Selected excerpt:
━━━━━━━━━━

MISERABLE MOTORCARS AND DISAPPOINTING HOLLY LOGS

It’s been a month of disasters and disappointments. Not that it started out that way. It began with a phone call from an old friend of mine, Dennis Sutton. I have known Dennis over fifteen years since the time he was a student with me. Dennis called and said “would you like a log of holly”. Now I’m not set up for dealing with timber in the round and I don’t buy in much green hardwood, mainly because I don’t know what I’m going to be making next month let alone next year but the opportunity to buy holly was almost irresistible. “What’s it like” say I. “Well it’s quite big” – he says “but the best thing about it is it’s very cheap”. “This tree is coming down in a friend’s garden and all we’ve got to do is take it away and give a bag of daffodil bulbs, (which incidentally I haven’t paid you for yet Dennis), and a donation to the church.” This to a furnituremaker like myself with notoriously short arms and long pockets became totally irresistible.

━━━━━━━━━━

Supplied information:
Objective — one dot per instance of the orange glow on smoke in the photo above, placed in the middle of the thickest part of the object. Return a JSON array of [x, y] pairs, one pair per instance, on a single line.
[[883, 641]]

━━━━━━━━━━

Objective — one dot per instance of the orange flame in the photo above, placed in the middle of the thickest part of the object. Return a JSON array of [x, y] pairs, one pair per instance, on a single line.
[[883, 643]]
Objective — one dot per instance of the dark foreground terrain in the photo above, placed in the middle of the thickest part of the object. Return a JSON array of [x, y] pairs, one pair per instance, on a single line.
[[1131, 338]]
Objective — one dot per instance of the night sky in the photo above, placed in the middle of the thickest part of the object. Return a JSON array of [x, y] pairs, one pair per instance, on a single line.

━━━━━━━━━━

Answer these questions about the holly log account:
(a) How long has the writer known Dennis Sutton?
(b) Where is the tree coming down?
(c) What has to be given in exchange for the tree?

(a) Over fifteen years, since Dennis was a student with the writer.
(b) In a friend's garden.
(c) A bag of daffodil bulbs and a donation to the church.